Data for this task:
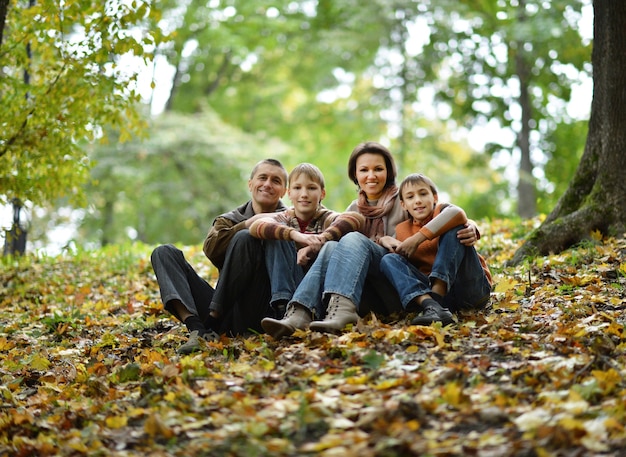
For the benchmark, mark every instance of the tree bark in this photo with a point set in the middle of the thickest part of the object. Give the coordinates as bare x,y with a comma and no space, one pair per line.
526,198
596,196
4,10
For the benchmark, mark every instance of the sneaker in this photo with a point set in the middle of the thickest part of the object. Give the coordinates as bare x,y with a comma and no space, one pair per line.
193,342
433,312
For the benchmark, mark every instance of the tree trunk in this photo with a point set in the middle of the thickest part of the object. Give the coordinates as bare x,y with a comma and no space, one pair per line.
4,10
526,198
596,196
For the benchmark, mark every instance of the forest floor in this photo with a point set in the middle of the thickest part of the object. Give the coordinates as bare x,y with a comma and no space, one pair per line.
88,366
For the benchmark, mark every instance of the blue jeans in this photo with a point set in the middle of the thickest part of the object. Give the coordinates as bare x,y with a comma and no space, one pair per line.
343,267
282,266
455,264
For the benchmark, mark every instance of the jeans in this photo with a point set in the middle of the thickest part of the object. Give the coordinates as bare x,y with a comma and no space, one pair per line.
455,264
282,266
241,296
344,267
179,281
242,292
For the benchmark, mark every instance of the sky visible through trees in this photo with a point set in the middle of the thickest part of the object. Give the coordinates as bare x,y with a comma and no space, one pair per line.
161,74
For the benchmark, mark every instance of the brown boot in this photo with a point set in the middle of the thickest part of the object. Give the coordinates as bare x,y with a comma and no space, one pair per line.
341,312
296,317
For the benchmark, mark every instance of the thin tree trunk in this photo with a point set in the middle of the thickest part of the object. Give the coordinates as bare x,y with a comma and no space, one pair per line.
4,10
526,198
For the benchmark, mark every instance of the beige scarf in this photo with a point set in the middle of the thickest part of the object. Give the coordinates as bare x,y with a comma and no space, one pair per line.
374,225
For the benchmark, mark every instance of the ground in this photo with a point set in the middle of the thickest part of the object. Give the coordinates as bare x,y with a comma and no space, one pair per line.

What needs to be done: From the line containing "For the benchmark, mark every instance of the blue" down to the final line of the data, write out every line exactly; both the first and last of these belong in your answer, and nothing else does.

Solution for this task:
For the benchmark, mark every instance of the blue jeans in this photo with a point set in the middle of the thickest part of the object. Give the coordinates as bare x,y with a comma and no space, one pair per line.
343,267
282,266
455,264
For the benchmark, mark every instance of the jeans in this photo with a point set in the middle of the thickest part of the object. Give the coordinates as bare x,y with a comma and no space, one pair per line.
455,264
282,266
241,296
344,267
179,281
242,292
For the benchmark, mark every instance of the sky visible through trees in this photo with a point set in the middle of the thickest part of the object. Give the coordinates as bare x,y with a comma and no space, one pair per line.
161,74
For the benchmark, mark every instance of the brown boot in this photo with a point set in the middle of the thickest part of the object. Give the coordinates as bare x,y with a comma and no space, one pair per line.
341,312
296,317
For the benchmark, mark every instance of the thin tree trunk in this photo with a point set in the middle of the thickest part of the object. Give the coordinates as bare x,y with a comma and no space, one pair per line.
4,10
526,198
For the benchmark, mark every instance of the beige scarf in this photo with a point set in the middle of the thickest part of the object. Give the coordinates as bare x,y with a comma and no space, one pair per line.
374,225
For the benchmark, mark every instance of the ground in this photo with a point set in the middle of the thickest part of the object. Give the coordinates as bare x,y with a comma and no space, one pair per line.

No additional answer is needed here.